**Directions**
(a) In the article on hiring sales people, repeat word for word the passage that opens with "When you’re hiring" and ends after "the right people in place.".
(b) According to the article on hiring sales people, why is interviewing business development reps difficult?
(c) In the article on hiring sales people, who are the first people that prospective clients talk to?

**Document text**
How to Hire a Top-Performing Sales People

How to Hire a Top-Performing Sales People

When you’re hiring business development reps, you can’t afford to get it wrong. Your sales development representatives are the first people your prospective clients talk to. This makes them very important to your company.

You have to hire sales people who can make a fantastic first impression, do effective lead qualifying, and book meetings to drive pipeline. And if you plan to grow, you’ll be hiring more reps over the next year. You need to have the right people in place.

Hiring for a sales team is always a challenge. That’s doubly true with BDRs, who tend to be earlier on in their careers. They have less of a proven track record of sales experience and lack a large network of referrals. Interviewing them is also tough, because they may not know your product, sales process, or industry yet. It’s hard to put their skills to the test in real time.

You can role-play. Turn their references and resumes inside out. Or create hypotheses like “people who played team sports make for better sales people.”

**Dataset content**
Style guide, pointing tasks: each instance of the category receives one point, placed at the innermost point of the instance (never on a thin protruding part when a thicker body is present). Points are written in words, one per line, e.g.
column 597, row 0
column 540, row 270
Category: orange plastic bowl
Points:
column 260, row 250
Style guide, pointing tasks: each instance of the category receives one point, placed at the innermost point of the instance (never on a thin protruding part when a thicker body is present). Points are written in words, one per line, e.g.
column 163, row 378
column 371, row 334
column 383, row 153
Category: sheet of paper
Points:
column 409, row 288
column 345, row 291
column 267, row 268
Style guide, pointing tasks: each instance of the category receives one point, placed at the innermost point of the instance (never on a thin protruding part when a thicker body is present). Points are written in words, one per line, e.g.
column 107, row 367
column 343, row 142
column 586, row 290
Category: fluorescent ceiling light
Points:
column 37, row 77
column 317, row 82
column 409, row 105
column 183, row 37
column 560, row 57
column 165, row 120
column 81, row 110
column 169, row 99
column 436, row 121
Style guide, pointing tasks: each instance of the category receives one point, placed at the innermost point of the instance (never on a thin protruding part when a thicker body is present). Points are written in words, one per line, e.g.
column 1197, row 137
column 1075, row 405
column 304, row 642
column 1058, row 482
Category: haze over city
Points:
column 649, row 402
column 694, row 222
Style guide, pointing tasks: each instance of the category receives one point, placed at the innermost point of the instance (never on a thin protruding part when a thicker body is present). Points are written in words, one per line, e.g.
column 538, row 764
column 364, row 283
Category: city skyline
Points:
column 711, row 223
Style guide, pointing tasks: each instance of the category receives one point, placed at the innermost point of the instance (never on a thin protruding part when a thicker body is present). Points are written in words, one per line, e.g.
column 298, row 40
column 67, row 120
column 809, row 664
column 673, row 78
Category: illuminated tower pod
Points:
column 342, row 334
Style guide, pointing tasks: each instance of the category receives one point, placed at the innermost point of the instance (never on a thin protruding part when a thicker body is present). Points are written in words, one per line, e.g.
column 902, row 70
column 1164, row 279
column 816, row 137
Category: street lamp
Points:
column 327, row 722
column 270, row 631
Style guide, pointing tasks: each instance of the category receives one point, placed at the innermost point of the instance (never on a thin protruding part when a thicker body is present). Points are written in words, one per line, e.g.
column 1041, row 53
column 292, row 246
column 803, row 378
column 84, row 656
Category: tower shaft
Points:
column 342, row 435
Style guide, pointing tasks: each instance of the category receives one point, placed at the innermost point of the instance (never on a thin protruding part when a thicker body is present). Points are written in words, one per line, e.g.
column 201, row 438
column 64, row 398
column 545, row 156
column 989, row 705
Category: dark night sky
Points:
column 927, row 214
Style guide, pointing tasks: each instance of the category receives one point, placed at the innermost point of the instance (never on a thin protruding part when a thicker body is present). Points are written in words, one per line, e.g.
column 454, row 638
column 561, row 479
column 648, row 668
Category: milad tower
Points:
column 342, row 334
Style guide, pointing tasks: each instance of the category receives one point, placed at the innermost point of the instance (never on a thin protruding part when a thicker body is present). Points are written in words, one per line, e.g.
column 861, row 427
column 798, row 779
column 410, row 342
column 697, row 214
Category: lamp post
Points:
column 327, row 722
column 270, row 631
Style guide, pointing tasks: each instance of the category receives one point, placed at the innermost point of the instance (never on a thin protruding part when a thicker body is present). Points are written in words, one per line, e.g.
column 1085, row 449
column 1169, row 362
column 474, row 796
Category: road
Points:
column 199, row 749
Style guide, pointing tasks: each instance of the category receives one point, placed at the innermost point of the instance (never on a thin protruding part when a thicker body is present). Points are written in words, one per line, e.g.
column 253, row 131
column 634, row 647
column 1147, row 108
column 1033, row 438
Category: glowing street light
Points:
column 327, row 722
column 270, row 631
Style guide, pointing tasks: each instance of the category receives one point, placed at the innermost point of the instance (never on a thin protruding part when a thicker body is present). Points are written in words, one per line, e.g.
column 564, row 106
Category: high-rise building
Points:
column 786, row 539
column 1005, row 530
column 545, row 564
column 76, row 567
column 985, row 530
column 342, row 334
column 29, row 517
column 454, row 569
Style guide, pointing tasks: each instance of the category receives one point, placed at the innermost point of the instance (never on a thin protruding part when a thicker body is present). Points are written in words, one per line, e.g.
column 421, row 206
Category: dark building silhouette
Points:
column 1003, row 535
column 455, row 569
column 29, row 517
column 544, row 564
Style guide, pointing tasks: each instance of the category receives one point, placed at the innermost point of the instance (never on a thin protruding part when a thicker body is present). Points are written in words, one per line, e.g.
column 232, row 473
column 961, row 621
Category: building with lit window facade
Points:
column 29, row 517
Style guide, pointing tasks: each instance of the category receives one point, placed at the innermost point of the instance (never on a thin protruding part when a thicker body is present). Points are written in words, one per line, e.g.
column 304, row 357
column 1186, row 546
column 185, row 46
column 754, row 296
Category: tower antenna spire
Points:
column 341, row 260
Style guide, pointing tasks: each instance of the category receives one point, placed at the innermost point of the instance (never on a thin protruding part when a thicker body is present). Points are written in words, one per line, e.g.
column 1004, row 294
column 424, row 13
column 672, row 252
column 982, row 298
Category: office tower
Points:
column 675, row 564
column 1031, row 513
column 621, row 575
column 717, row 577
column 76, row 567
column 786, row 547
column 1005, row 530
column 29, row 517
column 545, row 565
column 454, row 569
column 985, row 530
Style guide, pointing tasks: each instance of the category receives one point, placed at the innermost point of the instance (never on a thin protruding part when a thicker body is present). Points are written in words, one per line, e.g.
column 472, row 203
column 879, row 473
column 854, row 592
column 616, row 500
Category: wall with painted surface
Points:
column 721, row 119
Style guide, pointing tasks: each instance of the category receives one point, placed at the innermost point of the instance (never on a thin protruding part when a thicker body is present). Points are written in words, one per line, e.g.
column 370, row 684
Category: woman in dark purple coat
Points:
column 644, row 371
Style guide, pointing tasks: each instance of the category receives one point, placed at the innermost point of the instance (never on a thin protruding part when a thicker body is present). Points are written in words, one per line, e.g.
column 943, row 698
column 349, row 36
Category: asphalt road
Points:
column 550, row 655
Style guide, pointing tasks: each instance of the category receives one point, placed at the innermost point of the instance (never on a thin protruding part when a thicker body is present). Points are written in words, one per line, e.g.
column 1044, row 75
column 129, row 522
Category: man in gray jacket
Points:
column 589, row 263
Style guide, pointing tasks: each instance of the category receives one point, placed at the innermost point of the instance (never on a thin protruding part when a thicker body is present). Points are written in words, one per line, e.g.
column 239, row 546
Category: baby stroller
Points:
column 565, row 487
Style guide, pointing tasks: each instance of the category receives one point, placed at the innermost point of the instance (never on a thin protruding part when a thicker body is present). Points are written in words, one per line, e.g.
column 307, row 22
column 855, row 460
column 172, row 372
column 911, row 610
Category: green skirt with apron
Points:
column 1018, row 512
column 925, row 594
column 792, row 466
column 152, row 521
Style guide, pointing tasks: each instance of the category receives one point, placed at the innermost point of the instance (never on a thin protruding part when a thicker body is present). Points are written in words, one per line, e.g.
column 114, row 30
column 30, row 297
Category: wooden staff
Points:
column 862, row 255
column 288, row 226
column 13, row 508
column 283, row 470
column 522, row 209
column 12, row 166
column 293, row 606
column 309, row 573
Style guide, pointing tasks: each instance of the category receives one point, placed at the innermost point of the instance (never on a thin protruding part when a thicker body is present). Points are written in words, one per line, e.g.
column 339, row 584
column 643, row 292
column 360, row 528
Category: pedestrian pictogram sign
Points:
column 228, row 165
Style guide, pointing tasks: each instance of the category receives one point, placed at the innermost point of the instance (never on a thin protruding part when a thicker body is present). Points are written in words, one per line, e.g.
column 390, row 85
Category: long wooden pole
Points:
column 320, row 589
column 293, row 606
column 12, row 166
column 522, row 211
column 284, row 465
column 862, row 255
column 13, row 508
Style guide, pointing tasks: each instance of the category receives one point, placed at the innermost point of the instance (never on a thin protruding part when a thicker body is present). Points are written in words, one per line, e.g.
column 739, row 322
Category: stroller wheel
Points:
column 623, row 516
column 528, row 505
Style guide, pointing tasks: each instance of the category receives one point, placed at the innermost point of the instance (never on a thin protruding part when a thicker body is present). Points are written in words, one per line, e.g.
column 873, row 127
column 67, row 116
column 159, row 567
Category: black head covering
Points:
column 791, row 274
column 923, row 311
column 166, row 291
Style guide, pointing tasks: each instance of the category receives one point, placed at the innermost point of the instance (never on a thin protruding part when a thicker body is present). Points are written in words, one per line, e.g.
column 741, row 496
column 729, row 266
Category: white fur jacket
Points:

**Answers for this exercise**
(a)
When you’re hiring business development reps, you can’t afford to get it wrong. Your sales development representatives are the first people your prospective clients talk to. This makes them very important to your company.

You have to hire sales people who can make a fantastic first impression, do effective lead qualifying, and book meetings to drive pipeline. And if you plan to grow, you’ll be hiring more reps over the next year. You need to have the right people in place.

(b) Interviewing them is difficult because they may not yet know your product, sales process, or industry. This makes it hard to test their skills in real time.

(c) Sales development representatives.